> RECORDS FOR THIS EXERCISE:

--------------------------------

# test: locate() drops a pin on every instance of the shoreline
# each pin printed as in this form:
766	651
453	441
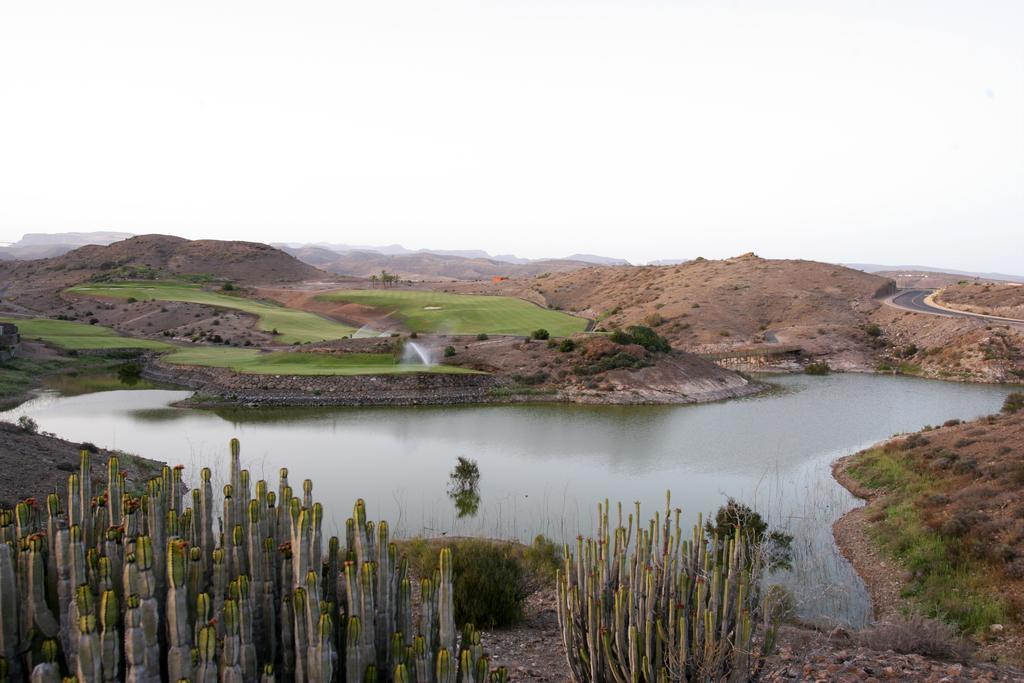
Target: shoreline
882	578
216	387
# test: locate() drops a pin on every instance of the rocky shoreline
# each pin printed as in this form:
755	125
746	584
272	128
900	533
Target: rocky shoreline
217	386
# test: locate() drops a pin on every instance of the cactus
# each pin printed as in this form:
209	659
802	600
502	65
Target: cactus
140	588
664	607
9	613
206	671
110	638
47	671
230	653
179	632
89	667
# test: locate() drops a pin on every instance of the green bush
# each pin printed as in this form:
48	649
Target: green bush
621	337
28	425
1014	402
817	368
621	359
649	339
543	559
489	579
642	335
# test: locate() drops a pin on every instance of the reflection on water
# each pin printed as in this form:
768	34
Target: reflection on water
464	487
548	466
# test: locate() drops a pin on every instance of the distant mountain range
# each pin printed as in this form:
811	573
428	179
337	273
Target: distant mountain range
434	263
48	245
398	250
875	267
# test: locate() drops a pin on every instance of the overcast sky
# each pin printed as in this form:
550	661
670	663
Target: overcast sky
884	131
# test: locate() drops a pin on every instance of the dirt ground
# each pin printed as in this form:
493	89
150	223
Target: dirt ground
36	465
1005	300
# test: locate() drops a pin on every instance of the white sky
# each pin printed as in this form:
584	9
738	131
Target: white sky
884	131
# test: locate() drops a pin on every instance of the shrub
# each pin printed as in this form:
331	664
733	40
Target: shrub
817	368
915	635
1014	402
621	337
647	338
488	579
530	380
621	359
777	546
28	425
543	559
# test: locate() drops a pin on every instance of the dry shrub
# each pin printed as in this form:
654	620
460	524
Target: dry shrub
916	635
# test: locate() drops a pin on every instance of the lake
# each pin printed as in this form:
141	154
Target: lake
545	467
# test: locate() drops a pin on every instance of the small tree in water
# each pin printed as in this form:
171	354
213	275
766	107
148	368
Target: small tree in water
777	546
464	482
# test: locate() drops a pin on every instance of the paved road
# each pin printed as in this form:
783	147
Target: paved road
914	300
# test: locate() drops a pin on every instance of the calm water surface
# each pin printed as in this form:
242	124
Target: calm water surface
545	467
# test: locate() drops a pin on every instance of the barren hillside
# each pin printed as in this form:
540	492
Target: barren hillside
1004	300
717	304
36	285
427	266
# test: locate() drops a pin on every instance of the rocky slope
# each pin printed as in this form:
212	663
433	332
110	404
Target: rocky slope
36	285
1004	300
944	497
36	465
426	265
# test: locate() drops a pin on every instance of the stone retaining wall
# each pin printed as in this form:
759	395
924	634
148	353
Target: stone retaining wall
412	389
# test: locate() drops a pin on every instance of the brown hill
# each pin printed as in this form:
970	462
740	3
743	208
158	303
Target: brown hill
35	286
1003	300
715	305
954	491
427	265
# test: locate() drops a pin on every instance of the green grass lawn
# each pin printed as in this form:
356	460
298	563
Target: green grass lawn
462	313
78	336
286	363
294	326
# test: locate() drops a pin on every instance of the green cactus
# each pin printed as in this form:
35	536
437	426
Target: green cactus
9	612
179	631
40	615
662	606
206	669
48	670
89	666
110	638
230	653
142	589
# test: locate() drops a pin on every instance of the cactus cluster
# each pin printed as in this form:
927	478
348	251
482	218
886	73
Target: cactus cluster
644	603
114	587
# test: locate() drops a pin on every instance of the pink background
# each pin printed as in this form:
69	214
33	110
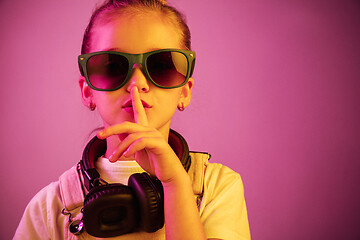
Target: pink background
276	99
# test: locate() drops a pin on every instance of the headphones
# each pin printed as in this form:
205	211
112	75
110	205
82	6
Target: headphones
114	209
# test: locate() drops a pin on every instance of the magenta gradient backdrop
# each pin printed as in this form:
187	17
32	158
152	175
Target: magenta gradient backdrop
276	98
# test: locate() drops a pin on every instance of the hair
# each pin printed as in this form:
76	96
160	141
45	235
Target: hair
112	8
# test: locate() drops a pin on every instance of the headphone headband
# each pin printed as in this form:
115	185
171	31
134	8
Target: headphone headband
97	148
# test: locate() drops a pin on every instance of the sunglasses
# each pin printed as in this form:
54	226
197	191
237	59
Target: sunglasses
110	70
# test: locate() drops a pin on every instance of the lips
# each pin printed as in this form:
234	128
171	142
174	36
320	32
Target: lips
128	104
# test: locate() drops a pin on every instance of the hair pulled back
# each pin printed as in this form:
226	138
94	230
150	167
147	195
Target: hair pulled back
112	7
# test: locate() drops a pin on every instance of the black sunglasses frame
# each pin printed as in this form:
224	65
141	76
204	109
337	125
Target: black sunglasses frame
137	59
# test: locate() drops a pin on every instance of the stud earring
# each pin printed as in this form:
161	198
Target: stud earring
92	106
181	107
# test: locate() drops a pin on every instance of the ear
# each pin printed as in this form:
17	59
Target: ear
86	92
185	96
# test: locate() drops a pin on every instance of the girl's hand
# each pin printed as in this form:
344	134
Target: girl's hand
147	144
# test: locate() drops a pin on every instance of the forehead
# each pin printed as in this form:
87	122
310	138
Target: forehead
135	33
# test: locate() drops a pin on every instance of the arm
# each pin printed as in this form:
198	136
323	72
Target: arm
154	155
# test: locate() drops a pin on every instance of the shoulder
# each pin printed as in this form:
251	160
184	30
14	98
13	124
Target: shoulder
214	176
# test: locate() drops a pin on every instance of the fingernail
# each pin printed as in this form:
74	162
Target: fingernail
112	157
100	134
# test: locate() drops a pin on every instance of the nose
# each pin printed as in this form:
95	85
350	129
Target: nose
138	79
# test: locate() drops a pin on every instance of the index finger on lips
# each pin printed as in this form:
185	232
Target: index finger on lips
138	108
125	127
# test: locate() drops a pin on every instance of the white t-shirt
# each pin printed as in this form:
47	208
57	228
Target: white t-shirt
222	208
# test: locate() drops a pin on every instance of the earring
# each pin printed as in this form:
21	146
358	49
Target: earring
92	106
181	107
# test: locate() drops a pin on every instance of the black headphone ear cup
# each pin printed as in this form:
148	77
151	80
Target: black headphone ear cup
110	210
149	192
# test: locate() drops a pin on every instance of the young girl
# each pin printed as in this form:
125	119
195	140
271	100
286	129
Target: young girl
136	68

--------------------------------

Restate the data above word for word. Do not include the images.

# test: locate() drops a pin on every instance of the shoreline
# each pin printed as in this form:
766	651
453	441
Target: shoreline
882	578
216	387
# test: locate() drops a pin on every instance of the rocky shoreline
# each pin printed as in this form:
755	125
746	584
272	128
900	533
Target: rocky shoreline
217	386
# test: locate() drops a pin on every instance of the cactus
# each pin printed as in this form:
209	659
802	600
502	65
Target: cactus
140	588
664	607
9	613
206	671
110	638
47	671
230	653
179	632
89	667
# test: locate() drops a pin on every instance of the green bush
# each pin printed as in this form:
48	649
Target: green bush
621	337
28	425
1014	402
817	368
621	359
649	339
543	559
489	579
642	335
# test: locate() drops a pin on every instance of the reflection on water
# each pin printed as in this form:
768	34
Target: reflection on water
464	487
548	466
# test: locate() drops a pin on every instance of the distant mountain range
# each pin printed as in this form:
811	573
428	179
337	273
Target: distant mountain range
434	263
48	245
398	250
875	267
# test: locate() drops a pin on every instance of the overcast sky
# each pin printed as in this form:
550	661
670	663
Target: overcast sky
884	131
# test: locate() drops a pin on every instance of the dirt ground
# each pin printed as in this form:
493	89
150	223
Target: dirt ground
36	465
1005	300
# test: locate() drops a pin on every instance of the white sky
# each pin printed as in this form:
584	9
738	131
Target: white sky
884	131
# test: locate() drops a pin on every instance of the shrub
# each pin printed as in this form:
331	664
733	40
Target: shrub
817	368
915	635
1014	402
621	337
647	338
488	579
530	380
621	359
777	546
28	425
543	559
# test: locate() drops a pin on every instance of the dry shrub
# each pin printed as in this form:
654	620
460	524
Target: dry shrub
916	635
# test: locate() drops a pin on every instance of the lake
# each pin printed as in this form:
141	154
Target: lake
545	467
# test: locate() drops a pin on every instance of the small tree in water
# each pin printed as in this form:
171	354
213	275
766	107
148	368
Target: small tree in water
777	546
464	482
# test: locate() drops a pin on every instance of the paved road
# each pin printed as in this form:
783	147
Target: paved road
914	300
# test: locate() drops a pin on every instance of the calm water surface
# each pin printed as in this form:
242	124
Target: calm water surface
545	467
# test: locate() drops a pin on every instance of the barren hillside
# each pin printed as in this form:
540	492
Target: barren hillside
1004	300
717	304
36	285
427	266
# test: locate() drops a pin on every instance of the rocky slope
# each pin printed as in this form:
212	663
433	332
110	404
Target: rocky slope
36	285
1004	300
944	497
36	465
426	265
# test: locate() drops a pin on every instance of the stone retaining wall
# each pin printed as in this form:
759	395
924	634
148	353
Target: stone retaining wall
412	389
# test: locate() drops a pin on every instance of the brown hill
# each pin printed as in this form:
970	462
740	3
743	208
158	303
Target: brown hill
35	286
1003	300
715	305
954	491
427	265
# test: locate() drops a pin on every instance of the green grass lawn
# each pin printed as in this form:
356	460
298	563
Target: green grass lawn
462	313
78	336
286	363
294	326
# test: locate() drops a pin on every instance of the green cactus
# each pin printed as in this form:
35	536
437	426
Target: green cactus
9	612
179	631
40	615
662	606
206	669
48	670
89	666
110	638
230	653
142	589
# test: locate() drops a pin on every instance of the cactus cluster
# each pin printed as in this form:
927	478
348	251
482	218
886	73
Target: cactus cluster
644	603
114	587
# test: locate() drops a pin on every instance of the pink background
# each pin printed as in this form:
69	214
33	110
Target: pink background
276	99
# test: locate() drops a pin on every instance of the headphones
# each pin printed as in this form:
205	211
112	75
110	205
82	6
Target: headphones
114	209
# test: locate() drops a pin on every instance of the magenta gradient backdrop
# each pin printed as in this form:
187	17
32	158
152	175
Target: magenta gradient backdrop
276	98
# test: locate() drops a pin on every instance of the hair
# each pin printed as in this form:
76	96
160	141
45	235
Target: hair
112	8
# test: locate() drops a pin on every instance of the headphone headband
# each pin printed as in this form:
115	185
171	31
134	8
Target: headphone headband
97	148
# test: locate() drops a pin on every instance of the sunglasses
# each pin printed as in this form:
54	226
197	191
237	59
Target: sunglasses
110	70
# test: locate() drops a pin on every instance of the lips
# each pin printed as in this form:
234	128
171	142
174	36
320	32
Target: lips
128	104
# test: locate() drops a pin on every instance of the hair pulled back
# each pin printed as in this form:
226	138
94	230
150	167
147	195
Target: hair pulled back
112	7
# test: locate() drops a pin on every instance of the black sunglasses frame
# each pin printed as in this form:
224	65
141	76
204	109
337	125
Target: black sunglasses frame
137	59
# test: locate() drops a pin on every instance of the stud earring
# each pin printed as in this form:
161	198
Target: stud earring
92	106
181	107
# test: locate() drops a pin on every instance of the ear
# each pin printed as in this form:
17	59
Target: ear
86	92
185	96
# test: locate() drops a pin on every instance of the girl's hand
# each pin printed as in this form:
344	134
Target: girl's hand
147	144
# test: locate() drops a pin on every instance of the forehead
# each pin printed as in this form:
87	122
310	138
Target: forehead
135	33
# test: locate() drops a pin on every instance of the arm
# each pin printed as in this form:
198	136
323	72
Target: arm
154	155
# test: locate() drops a pin on every instance of the shoulder
# each pin printed as in this form:
251	160
184	30
14	98
13	124
Target: shoulder
214	176
# test: locate() drops a pin on every instance of the fingernail
# each pin printed as in this form:
74	162
Target: fingernail
112	157
100	134
# test: locate() drops a pin on every instance of the nose
# each pin printed as in this form:
95	85
350	129
Target: nose
138	79
# test: locate() drops a pin on every instance of the index finger on lips
# each pin printed as in this form:
185	232
Target: index finger on lips
138	108
125	127
# test: locate() drops a pin on every instance of the white t-shirt
# each pin printed as in this form:
47	208
57	228
Target: white t-shirt
222	208
# test: locate() drops a pin on every instance of the earring
# each pin printed as in this form:
21	146
358	49
Target: earring
92	106
181	107
# test: locate() drops a pin on every instance of the black headphone ear cup
# each pin printed as in this form:
148	77
151	80
Target: black headphone ear cup
110	210
149	192
# test: locate() drops a pin on every instance of the young girl
# each pin printed as in this form:
125	119
195	140
271	100
286	129
Target: young girl
136	68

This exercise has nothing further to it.